Segment Open
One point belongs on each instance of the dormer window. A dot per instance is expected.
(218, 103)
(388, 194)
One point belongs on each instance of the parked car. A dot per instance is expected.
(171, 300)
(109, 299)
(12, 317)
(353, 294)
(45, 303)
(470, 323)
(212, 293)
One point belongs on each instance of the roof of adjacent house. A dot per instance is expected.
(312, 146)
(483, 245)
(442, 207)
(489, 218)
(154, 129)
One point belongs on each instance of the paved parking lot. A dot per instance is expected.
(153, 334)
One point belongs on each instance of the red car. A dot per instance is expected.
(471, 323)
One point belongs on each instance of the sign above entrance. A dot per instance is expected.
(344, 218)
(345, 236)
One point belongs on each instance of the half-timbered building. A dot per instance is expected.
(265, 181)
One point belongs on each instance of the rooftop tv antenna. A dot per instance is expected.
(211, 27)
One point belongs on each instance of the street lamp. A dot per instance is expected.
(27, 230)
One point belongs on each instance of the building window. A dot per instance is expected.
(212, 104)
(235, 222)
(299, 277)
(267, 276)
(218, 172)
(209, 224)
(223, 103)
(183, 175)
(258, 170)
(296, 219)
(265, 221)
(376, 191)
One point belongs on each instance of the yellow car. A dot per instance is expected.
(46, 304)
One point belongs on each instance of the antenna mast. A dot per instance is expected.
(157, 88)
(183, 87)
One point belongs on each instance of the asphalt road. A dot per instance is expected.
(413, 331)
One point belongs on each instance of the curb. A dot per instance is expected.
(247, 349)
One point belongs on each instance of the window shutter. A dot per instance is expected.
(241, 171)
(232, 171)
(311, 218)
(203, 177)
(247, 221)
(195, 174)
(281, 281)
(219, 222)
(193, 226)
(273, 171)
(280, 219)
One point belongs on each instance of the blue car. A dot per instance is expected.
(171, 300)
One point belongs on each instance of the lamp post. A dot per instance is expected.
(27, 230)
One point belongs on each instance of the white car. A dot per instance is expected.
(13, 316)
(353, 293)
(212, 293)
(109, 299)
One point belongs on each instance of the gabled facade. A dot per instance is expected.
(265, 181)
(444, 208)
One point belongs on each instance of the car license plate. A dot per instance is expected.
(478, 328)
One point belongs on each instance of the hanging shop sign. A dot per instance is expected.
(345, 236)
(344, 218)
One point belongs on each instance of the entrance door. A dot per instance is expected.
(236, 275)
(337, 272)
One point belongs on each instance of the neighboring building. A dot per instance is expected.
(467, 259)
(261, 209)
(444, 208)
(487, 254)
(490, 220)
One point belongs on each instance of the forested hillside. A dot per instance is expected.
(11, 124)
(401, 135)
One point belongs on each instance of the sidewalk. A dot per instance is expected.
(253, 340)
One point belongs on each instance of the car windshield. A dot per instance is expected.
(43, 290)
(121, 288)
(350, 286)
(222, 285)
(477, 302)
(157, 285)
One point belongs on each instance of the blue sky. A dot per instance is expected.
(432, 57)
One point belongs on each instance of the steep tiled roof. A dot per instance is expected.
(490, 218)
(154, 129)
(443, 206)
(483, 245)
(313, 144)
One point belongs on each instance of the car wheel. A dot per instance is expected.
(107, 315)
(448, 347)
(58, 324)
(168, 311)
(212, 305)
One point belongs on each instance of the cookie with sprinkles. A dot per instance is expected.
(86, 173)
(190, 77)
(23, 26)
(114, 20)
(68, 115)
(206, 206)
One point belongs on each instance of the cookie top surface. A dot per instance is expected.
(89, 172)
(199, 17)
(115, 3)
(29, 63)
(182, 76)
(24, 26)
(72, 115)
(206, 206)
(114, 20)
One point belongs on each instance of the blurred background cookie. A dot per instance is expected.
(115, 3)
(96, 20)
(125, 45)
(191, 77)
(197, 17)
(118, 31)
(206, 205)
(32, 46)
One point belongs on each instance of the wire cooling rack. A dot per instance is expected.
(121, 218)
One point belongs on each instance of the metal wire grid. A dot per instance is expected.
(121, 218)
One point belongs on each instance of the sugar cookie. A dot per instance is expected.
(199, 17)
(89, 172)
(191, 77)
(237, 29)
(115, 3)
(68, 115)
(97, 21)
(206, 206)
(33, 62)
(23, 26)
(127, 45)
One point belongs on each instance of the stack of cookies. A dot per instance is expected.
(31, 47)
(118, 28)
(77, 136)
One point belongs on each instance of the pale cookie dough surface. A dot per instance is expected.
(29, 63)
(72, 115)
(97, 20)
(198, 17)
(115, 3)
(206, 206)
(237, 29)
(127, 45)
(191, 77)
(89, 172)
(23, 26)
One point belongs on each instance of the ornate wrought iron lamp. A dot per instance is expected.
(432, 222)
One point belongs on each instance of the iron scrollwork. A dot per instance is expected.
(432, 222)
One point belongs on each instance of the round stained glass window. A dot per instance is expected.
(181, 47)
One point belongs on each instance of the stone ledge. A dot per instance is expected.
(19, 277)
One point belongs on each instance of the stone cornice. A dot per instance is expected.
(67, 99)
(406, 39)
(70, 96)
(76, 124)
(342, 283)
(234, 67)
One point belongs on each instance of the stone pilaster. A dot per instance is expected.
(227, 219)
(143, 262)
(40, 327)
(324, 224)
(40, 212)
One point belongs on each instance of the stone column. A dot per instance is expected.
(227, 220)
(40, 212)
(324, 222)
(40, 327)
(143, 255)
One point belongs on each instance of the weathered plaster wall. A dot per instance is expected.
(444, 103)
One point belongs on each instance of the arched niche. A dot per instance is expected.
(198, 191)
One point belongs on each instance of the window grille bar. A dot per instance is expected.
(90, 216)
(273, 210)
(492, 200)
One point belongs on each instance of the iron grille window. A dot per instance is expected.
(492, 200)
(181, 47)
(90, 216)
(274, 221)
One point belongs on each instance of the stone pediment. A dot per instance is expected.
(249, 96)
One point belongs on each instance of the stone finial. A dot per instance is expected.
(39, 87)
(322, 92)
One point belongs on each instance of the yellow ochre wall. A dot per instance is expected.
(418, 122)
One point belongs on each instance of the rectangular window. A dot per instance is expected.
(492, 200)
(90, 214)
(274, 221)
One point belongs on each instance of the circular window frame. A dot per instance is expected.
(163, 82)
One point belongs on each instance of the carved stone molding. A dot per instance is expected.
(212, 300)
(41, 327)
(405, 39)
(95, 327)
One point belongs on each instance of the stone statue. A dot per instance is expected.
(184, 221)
Segment Closed
— Work task —
Word for word, write out all of the entries again.

— Answer —
One point belongs on each instance of the dormer window. A dot per instance is expected.
(218, 103)
(388, 194)
One point belongs on each instance of the parked car. A dot per instance is expected.
(171, 300)
(109, 299)
(12, 317)
(353, 294)
(45, 303)
(470, 323)
(212, 293)
One point belongs on each instance of the roof of adjacent house. A dot per instance is expected.
(312, 146)
(483, 245)
(442, 207)
(489, 218)
(154, 129)
One point belongs on each instance of the paved parking lot. A dot per instance is expected.
(153, 334)
One point belongs on each instance of the red car. A dot per instance is expected.
(471, 323)
One point belongs on each instance of the sign above entrance. A dot per instance is expected.
(344, 218)
(345, 236)
One point belongs on each instance of the half-timbered building. A dot per instance is expected.
(265, 181)
One point belongs on each instance of the rooftop tv antenna. A dot per instance is expected.
(211, 27)
One point belongs on each instance of the street lamp. A dot per instance is expected.
(27, 230)
One point belongs on each instance of the building window. A dot per instance is expected.
(212, 104)
(235, 222)
(299, 277)
(267, 276)
(218, 172)
(209, 224)
(223, 103)
(183, 175)
(258, 170)
(296, 219)
(265, 221)
(376, 191)
One point belongs on each instance of the yellow car. A dot per instance is expected.
(46, 304)
One point belongs on each instance of the antenna mast. A dot per instance is expected.
(157, 88)
(183, 87)
One point belongs on each instance of the asphalt road. A dot per instance is expected.
(413, 331)
One point belongs on each instance of the curb. A dot per instance is expected.
(247, 349)
One point belongs on each instance of the window shutter. A dot per instance is expected.
(241, 171)
(232, 171)
(311, 218)
(203, 177)
(247, 221)
(195, 174)
(281, 281)
(219, 222)
(193, 226)
(273, 171)
(280, 219)
One point belongs on each instance of the blue car. A dot per instance is expected.
(171, 300)
One point belongs on each instance of the lamp post. A dot per instance is expected.
(27, 230)
One point belongs on each instance of the white car. A dot per instance is expected.
(13, 316)
(353, 293)
(212, 293)
(109, 299)
One point belongs on each instance of the gabled facade. A dot per instance is expected.
(265, 181)
(444, 208)
One point belongs on each instance of the car license plate. A dot per instance is expected.
(478, 328)
One point belongs on each instance of the hanging shop sign. A dot per instance is expected.
(345, 236)
(344, 218)
One point belongs on each instance of the entrance door. A dot per instance is expected.
(236, 275)
(337, 272)
One point belongs on each instance of the neighboring building. A dot per instance is expected.
(467, 259)
(261, 209)
(444, 208)
(487, 254)
(490, 220)
One point belongs on each instance of the forested hillside. A dot per instance is expected.
(11, 124)
(401, 135)
One point belongs on each instance of the sidewalk. A dot per instance is expected.
(253, 340)
One point belongs on each instance of the car windshield. A dot per instance is expected.
(43, 290)
(121, 288)
(350, 286)
(222, 285)
(477, 302)
(157, 285)
One point belongs on each instance of the blue sky. A dot per instance is expected.
(432, 57)
One point belongs on each instance of the steep tiled roof. A dot per instance is expected.
(490, 218)
(154, 129)
(443, 206)
(483, 245)
(313, 144)
One point belongs on each instance of the car wheel. A dot per instance is expected.
(107, 315)
(448, 347)
(58, 324)
(168, 311)
(212, 305)
One point belongs on each instance of the cookie with sprinkles. A dot per instance is expected.
(86, 173)
(190, 77)
(23, 26)
(114, 20)
(68, 115)
(206, 206)
One point belongs on each instance of the cookie top surface. A dot per instance is expected.
(89, 172)
(199, 17)
(115, 3)
(29, 63)
(182, 76)
(24, 26)
(72, 115)
(206, 206)
(114, 20)
One point belongs on each instance of the blurred background cookie. A dot per instance is expected.
(115, 3)
(96, 20)
(125, 45)
(191, 77)
(197, 17)
(118, 31)
(206, 205)
(32, 46)
One point belongs on each instance of the wire cooling rack. A dot per instance is expected.
(121, 218)
One point belongs on each instance of the metal wire grid. A dot per instance is expected.
(121, 218)
One point belongs on each instance of the sugar cookie. A dot per instance is expected.
(199, 17)
(89, 172)
(191, 77)
(237, 29)
(115, 3)
(68, 115)
(97, 21)
(206, 206)
(33, 62)
(23, 26)
(127, 45)
One point belongs on each instance of the stack of cookies. A dot per instance is expected.
(31, 47)
(118, 28)
(77, 136)
One point belongs on each instance of the pale cookie dough surface. A dot per instance is expected.
(29, 63)
(72, 115)
(97, 20)
(198, 17)
(115, 3)
(206, 206)
(237, 29)
(127, 45)
(191, 77)
(89, 172)
(23, 26)
One point belongs on each instance of the ornate wrought iron lamp. A dot per instance is expected.
(432, 222)
One point belongs on each instance of the iron scrollwork. A dot per instance is expected.
(432, 222)
One point belongs on each instance of the round stained glass window. A dot per instance is expected.
(181, 47)
One point belongs on each instance of the stone ledge. A dot per instance is expected.
(19, 277)
One point belongs on each instance of the stone cornice. A dot per instance is expected.
(67, 99)
(406, 39)
(70, 96)
(76, 124)
(342, 283)
(234, 67)
One point belongs on each instance of the stone pilaster. A dot per instance is expected.
(227, 219)
(143, 262)
(40, 327)
(324, 224)
(40, 212)
One point belongs on each instance of the stone column. A dot per instance is expected.
(227, 220)
(40, 212)
(324, 222)
(40, 327)
(143, 255)
One point belongs on each instance of the weathered plaster wall. A dot per instance is expected.
(444, 103)
One point belongs on each instance of the arched niche. A dot per instance is expected.
(198, 191)
One point belongs on each instance of the window grille bar. A dot per instance is expected.
(90, 216)
(273, 210)
(492, 200)
One point belongs on each instance of the iron grille window. A dot per instance is expected.
(492, 200)
(181, 47)
(90, 216)
(274, 221)
One point belongs on each instance of the stone pediment. A dot per instance is expected.
(249, 96)
One point belongs on each instance of the stone finial. A dot per instance is expected.
(39, 87)
(322, 92)
One point belongs on each instance of the yellow ochre wall. A dot per instance is expected.
(418, 122)
One point belongs on each instance of the rectangular window. A dot per instance is expected.
(492, 200)
(90, 214)
(274, 221)
One point belongs on each instance of the circular window frame. A dot per instance is expected.
(163, 82)
One point belongs on each instance of the carved stone molding. A dot per instance is expected.
(212, 300)
(41, 327)
(405, 39)
(95, 327)
One point belongs on each instance of the stone statue. A dot per instance is expected.
(184, 221)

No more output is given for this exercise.